- Given task: Return all of the data below exactly as it appears, line for line. Leave the picture out of your answer.

- Exercise data:
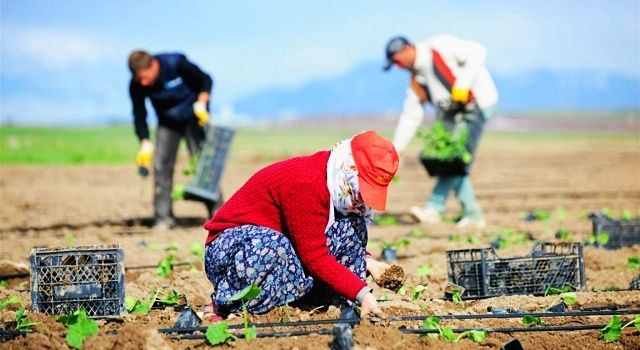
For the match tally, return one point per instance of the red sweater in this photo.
(291, 197)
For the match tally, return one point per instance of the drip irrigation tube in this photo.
(512, 329)
(262, 335)
(521, 314)
(413, 318)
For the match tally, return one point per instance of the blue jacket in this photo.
(172, 95)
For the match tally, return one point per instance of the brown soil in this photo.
(392, 278)
(111, 205)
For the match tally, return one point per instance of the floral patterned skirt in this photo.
(248, 254)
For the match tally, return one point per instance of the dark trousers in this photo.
(164, 161)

- Correct response:
For the match tally, return one point per instance of the red sweater in this photo.
(291, 197)
For the match tally, return one point per instance of the drip irrigation tube in this photo.
(512, 329)
(262, 335)
(521, 314)
(413, 318)
For the match tally, return one point per instance of the blue jacket in this photo.
(172, 95)
For the match tally, return one point per instance of the brown soil in this photo.
(392, 278)
(111, 205)
For the match tally, return one point per instance of the floral patterned skirt in this photo.
(248, 254)
For the match tally, return one point per instance of the dark trousers in this photo.
(164, 161)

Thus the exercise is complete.